Description of the task: If a record below holds a picture, leave the picture out and copy the rest exactly.

Task material:
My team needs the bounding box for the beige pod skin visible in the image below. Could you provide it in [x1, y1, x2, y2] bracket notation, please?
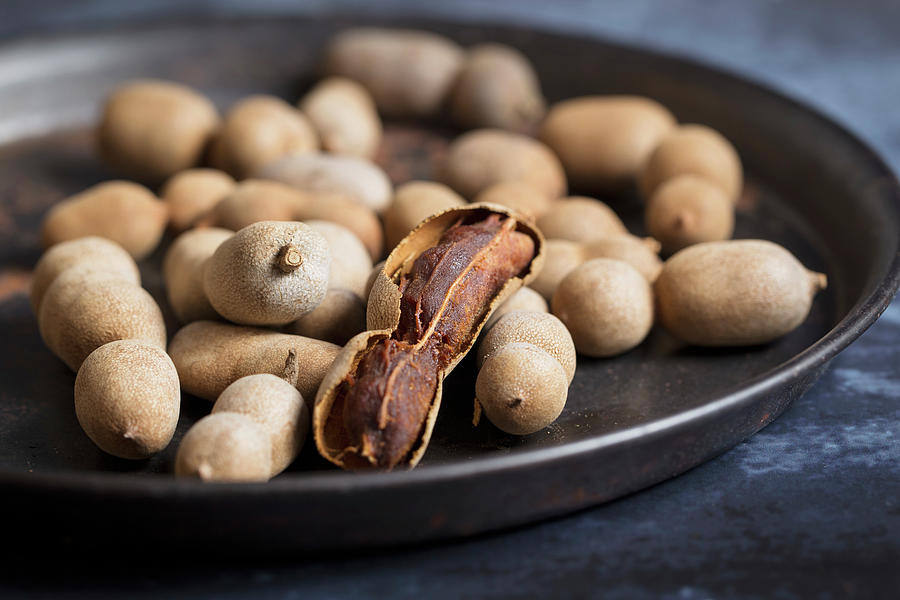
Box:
[640, 124, 743, 201]
[41, 181, 169, 260]
[74, 340, 180, 459]
[654, 240, 828, 346]
[97, 80, 220, 183]
[255, 152, 393, 214]
[582, 235, 663, 282]
[440, 129, 567, 200]
[286, 287, 367, 346]
[203, 221, 331, 326]
[299, 77, 382, 158]
[475, 342, 569, 435]
[540, 96, 676, 191]
[204, 180, 384, 260]
[209, 95, 319, 179]
[528, 239, 587, 301]
[30, 236, 139, 315]
[645, 175, 735, 255]
[168, 320, 340, 402]
[293, 192, 384, 260]
[175, 413, 272, 482]
[314, 204, 545, 470]
[529, 235, 662, 302]
[474, 181, 555, 222]
[382, 181, 466, 251]
[484, 286, 548, 330]
[305, 220, 373, 299]
[161, 169, 236, 231]
[212, 374, 309, 476]
[477, 311, 576, 383]
[321, 28, 465, 119]
[536, 196, 628, 244]
[39, 268, 166, 371]
[449, 43, 546, 133]
[552, 258, 654, 357]
[163, 227, 233, 323]
[286, 220, 371, 345]
[204, 179, 304, 231]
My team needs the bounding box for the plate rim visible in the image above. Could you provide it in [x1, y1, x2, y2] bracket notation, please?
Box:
[1, 13, 899, 498]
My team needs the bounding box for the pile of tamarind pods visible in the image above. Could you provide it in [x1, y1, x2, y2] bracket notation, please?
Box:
[31, 27, 827, 478]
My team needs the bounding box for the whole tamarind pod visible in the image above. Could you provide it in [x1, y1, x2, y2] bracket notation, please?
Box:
[540, 96, 676, 191]
[313, 205, 544, 471]
[299, 77, 382, 159]
[168, 320, 340, 402]
[41, 181, 168, 260]
[321, 28, 464, 119]
[449, 43, 546, 133]
[654, 240, 827, 346]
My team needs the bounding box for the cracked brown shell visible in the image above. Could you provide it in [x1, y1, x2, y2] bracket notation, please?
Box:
[312, 203, 545, 470]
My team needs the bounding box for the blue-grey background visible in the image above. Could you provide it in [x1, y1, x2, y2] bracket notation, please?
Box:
[2, 1, 898, 598]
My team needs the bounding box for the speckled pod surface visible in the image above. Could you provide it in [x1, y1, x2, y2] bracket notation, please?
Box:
[655, 240, 827, 346]
[168, 320, 341, 402]
[203, 221, 331, 326]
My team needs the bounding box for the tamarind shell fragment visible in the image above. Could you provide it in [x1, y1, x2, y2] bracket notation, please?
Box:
[313, 204, 544, 471]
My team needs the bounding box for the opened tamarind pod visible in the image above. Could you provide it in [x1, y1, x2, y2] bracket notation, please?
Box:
[313, 204, 545, 471]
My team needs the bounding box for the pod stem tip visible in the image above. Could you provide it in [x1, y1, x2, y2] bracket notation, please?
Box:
[278, 244, 303, 272]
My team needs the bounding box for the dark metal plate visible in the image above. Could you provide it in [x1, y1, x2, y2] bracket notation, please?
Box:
[1, 16, 898, 554]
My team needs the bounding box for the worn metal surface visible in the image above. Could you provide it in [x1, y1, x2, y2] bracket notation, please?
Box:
[0, 15, 898, 557]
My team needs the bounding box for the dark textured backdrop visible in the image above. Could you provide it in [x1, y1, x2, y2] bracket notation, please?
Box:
[1, 1, 898, 598]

Solution to this problem:
My team needs the bounding box for the beige pod skin visible in the image below. Could you provide it in [x1, y1, x2, y2] bracket notation, please?
Box:
[640, 124, 743, 201]
[41, 181, 169, 260]
[74, 340, 180, 459]
[654, 240, 828, 346]
[97, 80, 220, 183]
[255, 152, 393, 214]
[582, 235, 663, 282]
[440, 129, 567, 200]
[286, 287, 367, 346]
[203, 221, 331, 326]
[299, 77, 382, 158]
[475, 342, 569, 435]
[540, 96, 676, 191]
[204, 180, 384, 260]
[209, 95, 319, 179]
[528, 239, 587, 301]
[30, 236, 139, 315]
[645, 175, 735, 255]
[168, 320, 340, 402]
[293, 192, 384, 260]
[175, 413, 272, 482]
[314, 204, 545, 470]
[529, 235, 662, 302]
[474, 181, 555, 222]
[382, 181, 466, 251]
[484, 286, 548, 330]
[305, 220, 373, 299]
[161, 169, 236, 231]
[212, 374, 309, 476]
[477, 311, 576, 383]
[321, 28, 465, 119]
[536, 196, 628, 244]
[39, 268, 166, 371]
[449, 43, 546, 133]
[552, 258, 654, 357]
[163, 227, 233, 323]
[286, 220, 371, 345]
[204, 179, 304, 231]
My team needs the bounding box for the plate rim visible in the image above. Could you provide it in [x1, y1, x2, y2] bracket notation, please?
Box:
[1, 13, 899, 498]
My team needs the bounding box for the pile of tamarind pods visible in the image above. Could you provide it in [x1, y1, x2, y2] bracket notation, please?
Box:
[31, 27, 827, 478]
My team needs the bounding box for the whole tamarind pod visible in the image above. Could you provide it in [x1, y1, x2, y2] bracket notation, please?
Box:
[540, 96, 676, 191]
[313, 205, 544, 471]
[299, 77, 382, 159]
[168, 320, 340, 402]
[41, 181, 168, 260]
[321, 28, 464, 119]
[449, 43, 546, 133]
[654, 240, 827, 346]
My team needs the bounding box for the cracked brown shell visible in the image above. Could you provide it in [x1, y1, x2, y2] bracket notation, please?
Box:
[312, 203, 545, 470]
My team needs the bounding box for the blue-grey background visible in the image above. Could you provide it in [x1, y1, x2, y2] bracket notation, please?
Box:
[2, 1, 898, 598]
My team needs the bounding box for the speckled pod surface visible in the image above. Could you provide it in [x1, y1, x2, y2] bracket notation, please?
Box:
[655, 240, 827, 346]
[168, 320, 341, 402]
[203, 221, 331, 326]
My team needs the bounding box for the tamarind shell fragment visible in the image above. Could you provide it in [x1, y1, x2, y2] bracket notation, please?
Box:
[313, 204, 544, 471]
My team needs the bounding box for the opened tamarind pod visible in the image above. Could you provide it in [x1, y1, x2, y2] bracket notation, please?
Box:
[313, 204, 545, 471]
My team needs the bounding box for the pod stem tip visible in the image above. Could you provide it in [x1, y1, x2, y2] bracket notation, please?
Box:
[278, 244, 303, 272]
My team needs the bounding box for the dark metal plate visible in the image above. Could you provide it in [x1, y1, x2, y2] bracket notation, please?
Box:
[1, 16, 898, 554]
My team needs the bounding box for the worn metal surface visible in the image above. Could you provide it in [x1, y1, x2, y2] bracket notation, please?
Box:
[0, 15, 898, 557]
My team needs the bounding box for the dark textured backdrop visible in the image above. Could you provide it in [x1, y1, x2, y2] bracket notation, please?
Box:
[1, 1, 898, 598]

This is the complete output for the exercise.